## Instruções das tarefas:
[a] Liste todos os advérbios terminados em "-mente" que aparecem no trecho sobre os encontros entre diretoras de escola.
[b] Prossiga com o texto sobre os encontros entre diretoras de escola a partir da última frase apresentada.

Uma dinâmica que contribuiu para o rompimento de um imaginário impregnado de competições persecutórias, foi a sistemática de realizarmos os encontros a cada vez em uma das escolas, quinzenalmente. Isto foi muito interessante e enriquecedor para o grupo, pois ao mesmo tempo que favorecia a identificação de muitos aspectos de sua realidade escolar, permitia a convivência com a diversidade de situações e com os diferentes estilos de cada uma administrar. As diferenças no grupo eram tomadas, inicialmente, como negativas e eram geradoras de conflitos e até de inimizades. Com a possibilidade de fala (e a escuta que incidia sobre ela), a inimizade foi dando lugar à divergência, sem que isto implicasse que uma diretora estava certa e a outra, necessariamente, errada. A verdade já não estava mais num único lugar, não era de um único dono.

## Extratos de dados:
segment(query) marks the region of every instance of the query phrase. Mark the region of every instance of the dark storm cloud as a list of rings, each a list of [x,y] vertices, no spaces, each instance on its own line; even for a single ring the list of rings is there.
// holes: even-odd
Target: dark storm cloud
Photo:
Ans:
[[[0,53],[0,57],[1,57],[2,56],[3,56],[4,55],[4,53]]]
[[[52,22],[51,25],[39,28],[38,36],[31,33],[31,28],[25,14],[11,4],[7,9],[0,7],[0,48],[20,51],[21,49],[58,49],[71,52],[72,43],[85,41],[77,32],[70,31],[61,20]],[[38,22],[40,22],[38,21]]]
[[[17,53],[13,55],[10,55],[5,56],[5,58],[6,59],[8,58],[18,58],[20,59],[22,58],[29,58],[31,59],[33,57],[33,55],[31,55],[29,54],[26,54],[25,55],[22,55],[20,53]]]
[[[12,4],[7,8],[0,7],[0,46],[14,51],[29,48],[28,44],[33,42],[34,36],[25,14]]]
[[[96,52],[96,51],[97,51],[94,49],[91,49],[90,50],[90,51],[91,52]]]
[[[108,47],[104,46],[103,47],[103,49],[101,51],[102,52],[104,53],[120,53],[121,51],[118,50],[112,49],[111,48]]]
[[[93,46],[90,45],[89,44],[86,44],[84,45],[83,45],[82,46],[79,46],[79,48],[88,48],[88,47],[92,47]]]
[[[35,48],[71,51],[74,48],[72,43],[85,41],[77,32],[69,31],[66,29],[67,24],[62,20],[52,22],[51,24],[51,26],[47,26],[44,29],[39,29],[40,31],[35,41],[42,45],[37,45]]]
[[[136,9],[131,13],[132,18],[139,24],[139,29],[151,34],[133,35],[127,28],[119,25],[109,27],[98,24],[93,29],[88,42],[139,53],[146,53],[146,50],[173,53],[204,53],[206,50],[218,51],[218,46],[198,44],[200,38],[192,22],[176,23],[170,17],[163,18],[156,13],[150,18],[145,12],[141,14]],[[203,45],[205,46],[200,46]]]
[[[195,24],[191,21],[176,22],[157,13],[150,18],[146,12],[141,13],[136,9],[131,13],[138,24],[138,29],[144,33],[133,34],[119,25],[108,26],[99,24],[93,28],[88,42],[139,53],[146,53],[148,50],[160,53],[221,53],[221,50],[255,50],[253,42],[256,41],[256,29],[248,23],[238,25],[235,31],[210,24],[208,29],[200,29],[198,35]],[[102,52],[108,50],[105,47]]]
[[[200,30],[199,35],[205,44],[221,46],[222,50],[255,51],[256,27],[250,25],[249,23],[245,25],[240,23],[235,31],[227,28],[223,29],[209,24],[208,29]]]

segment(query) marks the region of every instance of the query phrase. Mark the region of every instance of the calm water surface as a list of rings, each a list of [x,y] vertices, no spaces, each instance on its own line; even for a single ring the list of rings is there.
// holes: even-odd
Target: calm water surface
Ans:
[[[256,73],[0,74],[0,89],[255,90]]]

## Conjunto de respostas:
[a] quinzenalmente, inicialmente, necessariamente

[b]
Nossa aposta é de que os diretores e supervisores pedagógicos, na medida em que têm estes espaços continuados de fala, passem por uma mudança na sua posição subjetiva que acarrete efeitos na instituição escolar. Isto se observou, por exemplo, em reuniões das equipes diretivas com o grupo de professores, as quais, em algumas escolas pelo menos, deixaram de ser tão burocráticas ou ditatoriais (preenchidas obssessivamente com decisões administrativas, cobranças ou avisos), para ceder lugar à palavra do professor.

E só a partir desta implicação do professor é que ele pode abrir espaço para que o aluno se manifeste, desde seu lugar de sujeito; que ele pode ter esta leitura e esta sensibilidade para enxergar o que não se pode ver a olho nu. O microscópio do professor será o seu desejo, a sua aposta no que está para além da crueza da realidade a sua frente.

Parece-me que enquanto os professores não forem escutados, realmente escutados como sujeitos de seu ato, e não como vítimas ou algozes, dificilmente poderão apresentar para seus alunos o que estou chamando de "vista bonita": metáfora para dizer desta possibilidade do educador, ao olhar para uma criança com dificuldades, de enxergar ali uma beleza que está para ser descoberta, para ser lapidada.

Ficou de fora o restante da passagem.